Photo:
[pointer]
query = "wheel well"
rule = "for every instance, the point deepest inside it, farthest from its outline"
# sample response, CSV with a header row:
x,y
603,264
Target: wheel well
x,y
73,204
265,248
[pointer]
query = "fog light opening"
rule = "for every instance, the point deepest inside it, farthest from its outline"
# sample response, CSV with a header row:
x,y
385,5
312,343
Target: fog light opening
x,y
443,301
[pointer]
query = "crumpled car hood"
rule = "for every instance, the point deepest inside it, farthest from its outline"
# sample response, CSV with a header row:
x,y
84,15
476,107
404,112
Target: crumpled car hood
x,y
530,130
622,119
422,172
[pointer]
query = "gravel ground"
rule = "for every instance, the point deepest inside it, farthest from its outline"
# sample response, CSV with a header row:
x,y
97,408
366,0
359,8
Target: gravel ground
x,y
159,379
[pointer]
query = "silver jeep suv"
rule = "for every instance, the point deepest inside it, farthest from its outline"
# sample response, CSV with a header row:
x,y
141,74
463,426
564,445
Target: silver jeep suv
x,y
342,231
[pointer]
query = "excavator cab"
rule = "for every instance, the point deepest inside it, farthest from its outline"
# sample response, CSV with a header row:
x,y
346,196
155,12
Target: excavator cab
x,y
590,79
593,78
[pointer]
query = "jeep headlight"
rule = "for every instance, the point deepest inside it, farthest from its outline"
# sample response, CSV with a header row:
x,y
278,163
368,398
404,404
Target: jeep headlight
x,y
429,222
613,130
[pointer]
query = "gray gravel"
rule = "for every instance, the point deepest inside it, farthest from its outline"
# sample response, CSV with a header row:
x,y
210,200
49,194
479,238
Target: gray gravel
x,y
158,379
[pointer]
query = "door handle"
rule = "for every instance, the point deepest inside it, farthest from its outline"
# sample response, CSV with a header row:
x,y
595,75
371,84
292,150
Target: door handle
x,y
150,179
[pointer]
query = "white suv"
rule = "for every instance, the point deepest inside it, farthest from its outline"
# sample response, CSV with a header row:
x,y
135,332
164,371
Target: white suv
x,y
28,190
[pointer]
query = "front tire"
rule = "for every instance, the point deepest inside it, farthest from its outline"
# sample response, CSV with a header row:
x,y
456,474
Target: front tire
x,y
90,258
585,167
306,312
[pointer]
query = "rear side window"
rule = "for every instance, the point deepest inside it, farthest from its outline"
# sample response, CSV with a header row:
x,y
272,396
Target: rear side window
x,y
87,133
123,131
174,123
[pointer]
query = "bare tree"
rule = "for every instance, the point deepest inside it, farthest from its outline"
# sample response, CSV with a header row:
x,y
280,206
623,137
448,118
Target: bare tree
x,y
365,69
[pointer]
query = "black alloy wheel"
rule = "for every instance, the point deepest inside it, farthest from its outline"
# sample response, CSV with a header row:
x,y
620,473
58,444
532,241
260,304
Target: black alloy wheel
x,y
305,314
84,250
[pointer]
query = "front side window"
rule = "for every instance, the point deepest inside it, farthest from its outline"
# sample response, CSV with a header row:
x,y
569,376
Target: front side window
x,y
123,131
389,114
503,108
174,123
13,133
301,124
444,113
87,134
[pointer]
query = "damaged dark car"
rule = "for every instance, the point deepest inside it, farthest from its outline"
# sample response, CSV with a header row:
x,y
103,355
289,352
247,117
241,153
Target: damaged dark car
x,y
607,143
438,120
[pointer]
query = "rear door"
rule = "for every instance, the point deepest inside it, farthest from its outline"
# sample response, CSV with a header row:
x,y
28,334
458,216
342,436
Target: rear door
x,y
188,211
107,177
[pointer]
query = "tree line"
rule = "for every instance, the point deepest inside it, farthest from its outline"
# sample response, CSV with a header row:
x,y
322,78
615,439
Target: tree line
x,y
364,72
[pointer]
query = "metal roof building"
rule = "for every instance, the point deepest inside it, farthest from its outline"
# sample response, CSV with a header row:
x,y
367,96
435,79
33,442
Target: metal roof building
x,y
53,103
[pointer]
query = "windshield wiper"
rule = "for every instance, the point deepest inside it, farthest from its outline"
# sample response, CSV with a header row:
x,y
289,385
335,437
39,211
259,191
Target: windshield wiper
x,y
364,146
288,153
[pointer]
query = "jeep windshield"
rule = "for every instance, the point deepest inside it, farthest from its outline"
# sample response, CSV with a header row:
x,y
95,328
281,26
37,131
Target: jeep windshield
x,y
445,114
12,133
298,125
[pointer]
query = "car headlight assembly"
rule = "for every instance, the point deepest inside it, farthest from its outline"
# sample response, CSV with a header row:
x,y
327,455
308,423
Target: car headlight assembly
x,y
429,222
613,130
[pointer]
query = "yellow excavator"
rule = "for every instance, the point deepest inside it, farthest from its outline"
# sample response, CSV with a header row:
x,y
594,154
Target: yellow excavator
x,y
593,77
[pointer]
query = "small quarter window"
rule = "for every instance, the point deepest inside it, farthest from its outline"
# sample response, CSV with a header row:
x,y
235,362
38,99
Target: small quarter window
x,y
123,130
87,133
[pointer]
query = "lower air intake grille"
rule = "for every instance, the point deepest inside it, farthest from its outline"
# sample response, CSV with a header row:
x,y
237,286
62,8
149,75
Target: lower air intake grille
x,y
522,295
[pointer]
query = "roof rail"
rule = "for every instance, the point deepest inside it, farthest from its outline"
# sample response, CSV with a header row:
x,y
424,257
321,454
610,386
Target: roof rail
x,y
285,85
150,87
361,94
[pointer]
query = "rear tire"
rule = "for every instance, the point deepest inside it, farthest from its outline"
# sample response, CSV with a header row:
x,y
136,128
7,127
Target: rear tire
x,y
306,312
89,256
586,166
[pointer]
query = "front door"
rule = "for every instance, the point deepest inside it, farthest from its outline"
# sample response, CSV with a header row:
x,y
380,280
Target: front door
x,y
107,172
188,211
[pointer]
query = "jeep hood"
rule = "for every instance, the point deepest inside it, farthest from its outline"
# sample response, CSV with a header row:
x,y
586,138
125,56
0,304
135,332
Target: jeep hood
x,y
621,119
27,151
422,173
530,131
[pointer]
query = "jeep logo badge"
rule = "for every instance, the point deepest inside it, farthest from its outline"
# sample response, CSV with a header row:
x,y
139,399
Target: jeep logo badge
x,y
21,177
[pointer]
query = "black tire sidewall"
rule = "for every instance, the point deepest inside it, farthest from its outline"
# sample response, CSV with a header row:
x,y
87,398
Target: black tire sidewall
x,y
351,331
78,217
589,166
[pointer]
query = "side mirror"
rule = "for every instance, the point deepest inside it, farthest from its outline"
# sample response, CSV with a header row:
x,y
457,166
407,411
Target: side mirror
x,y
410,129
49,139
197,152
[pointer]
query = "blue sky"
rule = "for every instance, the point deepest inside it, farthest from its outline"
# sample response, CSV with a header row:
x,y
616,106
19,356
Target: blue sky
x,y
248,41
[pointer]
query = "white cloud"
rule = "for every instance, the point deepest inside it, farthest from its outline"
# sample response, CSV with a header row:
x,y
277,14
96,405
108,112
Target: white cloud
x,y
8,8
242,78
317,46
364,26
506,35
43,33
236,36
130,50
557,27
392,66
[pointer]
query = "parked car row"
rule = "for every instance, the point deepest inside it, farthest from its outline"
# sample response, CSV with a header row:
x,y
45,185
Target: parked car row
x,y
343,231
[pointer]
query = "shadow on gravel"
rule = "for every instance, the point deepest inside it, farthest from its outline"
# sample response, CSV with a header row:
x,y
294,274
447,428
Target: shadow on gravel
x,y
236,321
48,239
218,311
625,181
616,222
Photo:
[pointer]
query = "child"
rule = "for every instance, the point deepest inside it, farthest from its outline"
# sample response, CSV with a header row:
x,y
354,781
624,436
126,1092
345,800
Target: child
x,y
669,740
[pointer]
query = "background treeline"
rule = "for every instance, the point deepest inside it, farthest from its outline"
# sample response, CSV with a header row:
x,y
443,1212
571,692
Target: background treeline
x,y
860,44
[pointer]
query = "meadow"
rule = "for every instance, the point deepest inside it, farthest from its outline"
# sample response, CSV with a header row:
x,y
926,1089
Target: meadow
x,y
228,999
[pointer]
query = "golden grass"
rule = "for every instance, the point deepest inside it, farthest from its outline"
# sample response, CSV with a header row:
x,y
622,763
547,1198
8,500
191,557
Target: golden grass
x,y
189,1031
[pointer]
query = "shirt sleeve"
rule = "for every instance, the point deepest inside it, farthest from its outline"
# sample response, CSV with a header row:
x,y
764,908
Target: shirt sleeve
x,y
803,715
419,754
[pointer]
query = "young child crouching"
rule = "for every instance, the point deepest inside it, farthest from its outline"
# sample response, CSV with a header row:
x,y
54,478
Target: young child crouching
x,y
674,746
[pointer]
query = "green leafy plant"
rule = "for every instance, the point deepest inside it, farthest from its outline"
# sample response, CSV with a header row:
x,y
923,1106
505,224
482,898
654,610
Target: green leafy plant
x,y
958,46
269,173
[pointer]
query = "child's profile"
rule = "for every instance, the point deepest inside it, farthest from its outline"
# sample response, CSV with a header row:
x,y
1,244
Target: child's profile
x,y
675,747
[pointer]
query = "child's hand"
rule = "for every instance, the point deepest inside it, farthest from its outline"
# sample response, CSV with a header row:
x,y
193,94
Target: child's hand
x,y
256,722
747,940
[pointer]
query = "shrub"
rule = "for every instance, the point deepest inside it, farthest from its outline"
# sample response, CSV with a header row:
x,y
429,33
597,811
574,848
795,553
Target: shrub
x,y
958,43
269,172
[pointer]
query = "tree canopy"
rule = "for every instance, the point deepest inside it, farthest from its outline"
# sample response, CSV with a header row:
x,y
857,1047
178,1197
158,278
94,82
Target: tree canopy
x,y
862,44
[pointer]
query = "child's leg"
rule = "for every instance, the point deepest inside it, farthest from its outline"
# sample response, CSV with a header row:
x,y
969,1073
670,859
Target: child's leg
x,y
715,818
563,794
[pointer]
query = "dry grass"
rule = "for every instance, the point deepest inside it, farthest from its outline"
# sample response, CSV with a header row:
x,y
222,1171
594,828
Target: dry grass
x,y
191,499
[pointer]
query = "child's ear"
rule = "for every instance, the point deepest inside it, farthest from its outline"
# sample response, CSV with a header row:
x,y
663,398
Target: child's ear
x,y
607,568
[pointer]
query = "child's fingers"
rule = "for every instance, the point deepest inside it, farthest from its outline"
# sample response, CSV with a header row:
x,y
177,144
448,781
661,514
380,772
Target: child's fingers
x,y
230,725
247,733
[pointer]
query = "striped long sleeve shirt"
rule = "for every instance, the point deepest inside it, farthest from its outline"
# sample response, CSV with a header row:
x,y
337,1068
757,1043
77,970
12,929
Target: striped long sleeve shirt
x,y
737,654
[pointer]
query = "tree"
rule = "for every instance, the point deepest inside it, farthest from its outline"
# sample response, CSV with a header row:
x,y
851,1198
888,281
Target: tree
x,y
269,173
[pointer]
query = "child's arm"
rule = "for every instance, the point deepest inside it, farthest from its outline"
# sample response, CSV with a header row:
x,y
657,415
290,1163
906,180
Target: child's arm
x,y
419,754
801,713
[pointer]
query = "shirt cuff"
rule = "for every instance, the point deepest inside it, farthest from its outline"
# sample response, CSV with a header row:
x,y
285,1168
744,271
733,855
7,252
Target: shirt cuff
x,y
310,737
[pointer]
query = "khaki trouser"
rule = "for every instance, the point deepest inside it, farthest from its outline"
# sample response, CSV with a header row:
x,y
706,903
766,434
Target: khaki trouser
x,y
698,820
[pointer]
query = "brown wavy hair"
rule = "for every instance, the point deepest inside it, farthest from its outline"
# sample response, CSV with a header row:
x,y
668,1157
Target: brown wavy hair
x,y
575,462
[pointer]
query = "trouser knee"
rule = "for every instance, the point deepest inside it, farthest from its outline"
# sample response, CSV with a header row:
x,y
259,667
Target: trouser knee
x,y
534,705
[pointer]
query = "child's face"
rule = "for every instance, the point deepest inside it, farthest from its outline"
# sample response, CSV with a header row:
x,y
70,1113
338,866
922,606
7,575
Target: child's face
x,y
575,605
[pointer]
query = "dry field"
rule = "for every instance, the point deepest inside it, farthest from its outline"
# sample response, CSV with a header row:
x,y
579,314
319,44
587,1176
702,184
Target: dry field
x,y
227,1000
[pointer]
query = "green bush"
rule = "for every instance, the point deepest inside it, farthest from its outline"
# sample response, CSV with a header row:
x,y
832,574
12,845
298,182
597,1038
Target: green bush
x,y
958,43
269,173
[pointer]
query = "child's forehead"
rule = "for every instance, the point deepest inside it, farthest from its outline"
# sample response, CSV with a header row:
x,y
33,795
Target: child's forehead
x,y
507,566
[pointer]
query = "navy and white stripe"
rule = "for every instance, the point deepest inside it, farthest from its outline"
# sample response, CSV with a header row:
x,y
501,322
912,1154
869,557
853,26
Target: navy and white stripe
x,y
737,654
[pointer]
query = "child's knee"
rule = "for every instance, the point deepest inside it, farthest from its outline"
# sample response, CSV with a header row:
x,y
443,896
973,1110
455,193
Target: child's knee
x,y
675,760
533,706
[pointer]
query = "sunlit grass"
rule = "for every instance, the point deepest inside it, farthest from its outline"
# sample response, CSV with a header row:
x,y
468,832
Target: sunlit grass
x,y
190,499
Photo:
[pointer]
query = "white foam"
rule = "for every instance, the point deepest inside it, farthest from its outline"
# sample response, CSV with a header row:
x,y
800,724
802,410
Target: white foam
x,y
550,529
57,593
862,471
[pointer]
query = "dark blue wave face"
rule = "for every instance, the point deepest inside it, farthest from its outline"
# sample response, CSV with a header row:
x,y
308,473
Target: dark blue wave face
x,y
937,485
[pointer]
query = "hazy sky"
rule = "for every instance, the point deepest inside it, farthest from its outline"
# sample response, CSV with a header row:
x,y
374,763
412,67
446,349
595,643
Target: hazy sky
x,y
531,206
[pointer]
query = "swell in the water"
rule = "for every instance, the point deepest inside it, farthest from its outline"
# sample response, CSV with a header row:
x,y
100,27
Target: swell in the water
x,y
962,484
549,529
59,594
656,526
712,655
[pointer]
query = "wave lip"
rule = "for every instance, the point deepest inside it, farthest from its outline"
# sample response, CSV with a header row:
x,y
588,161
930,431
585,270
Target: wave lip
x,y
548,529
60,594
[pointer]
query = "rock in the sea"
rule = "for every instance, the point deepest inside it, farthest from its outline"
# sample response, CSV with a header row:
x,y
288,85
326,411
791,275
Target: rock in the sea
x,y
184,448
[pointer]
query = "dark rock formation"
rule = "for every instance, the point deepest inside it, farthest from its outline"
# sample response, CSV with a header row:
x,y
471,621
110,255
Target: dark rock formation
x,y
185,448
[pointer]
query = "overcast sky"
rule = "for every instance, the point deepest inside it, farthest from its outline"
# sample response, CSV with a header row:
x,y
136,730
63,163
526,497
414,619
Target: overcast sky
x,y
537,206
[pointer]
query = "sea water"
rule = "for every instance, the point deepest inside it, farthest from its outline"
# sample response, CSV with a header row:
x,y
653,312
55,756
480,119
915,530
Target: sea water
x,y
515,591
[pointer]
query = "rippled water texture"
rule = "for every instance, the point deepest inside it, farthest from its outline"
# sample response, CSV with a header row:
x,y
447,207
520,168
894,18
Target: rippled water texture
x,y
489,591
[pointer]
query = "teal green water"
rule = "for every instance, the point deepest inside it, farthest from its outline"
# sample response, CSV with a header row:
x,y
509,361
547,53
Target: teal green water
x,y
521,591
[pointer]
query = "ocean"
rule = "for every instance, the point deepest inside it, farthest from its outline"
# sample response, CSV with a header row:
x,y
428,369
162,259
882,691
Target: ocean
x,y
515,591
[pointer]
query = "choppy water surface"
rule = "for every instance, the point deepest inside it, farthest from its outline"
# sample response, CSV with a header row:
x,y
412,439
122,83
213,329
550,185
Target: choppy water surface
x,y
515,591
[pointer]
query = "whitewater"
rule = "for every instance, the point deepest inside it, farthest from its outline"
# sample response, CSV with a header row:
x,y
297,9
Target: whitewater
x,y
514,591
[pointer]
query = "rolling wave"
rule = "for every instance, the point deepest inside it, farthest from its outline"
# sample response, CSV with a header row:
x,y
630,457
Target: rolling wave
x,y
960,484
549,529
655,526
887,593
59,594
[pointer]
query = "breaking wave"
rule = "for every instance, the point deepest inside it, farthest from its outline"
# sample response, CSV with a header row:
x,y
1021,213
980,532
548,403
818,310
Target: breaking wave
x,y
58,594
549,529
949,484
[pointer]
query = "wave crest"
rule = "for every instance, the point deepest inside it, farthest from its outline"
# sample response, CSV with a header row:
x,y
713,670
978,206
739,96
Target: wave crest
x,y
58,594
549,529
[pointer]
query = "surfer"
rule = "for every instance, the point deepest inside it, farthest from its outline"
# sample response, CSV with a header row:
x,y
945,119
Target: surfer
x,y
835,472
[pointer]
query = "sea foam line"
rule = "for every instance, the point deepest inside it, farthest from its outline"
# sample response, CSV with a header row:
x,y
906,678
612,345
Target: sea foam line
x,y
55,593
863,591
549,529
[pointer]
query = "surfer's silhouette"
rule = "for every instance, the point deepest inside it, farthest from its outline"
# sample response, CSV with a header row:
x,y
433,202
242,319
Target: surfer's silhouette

━━━━━━━━━━━━━━━━━━━━━━━━━━━━━━

ACTIVITY »
Look through the records above for the string "silhouette", then copy every line that has it.

THE ANSWER »
query = "surfer's silhouette"
Target: surfer's silhouette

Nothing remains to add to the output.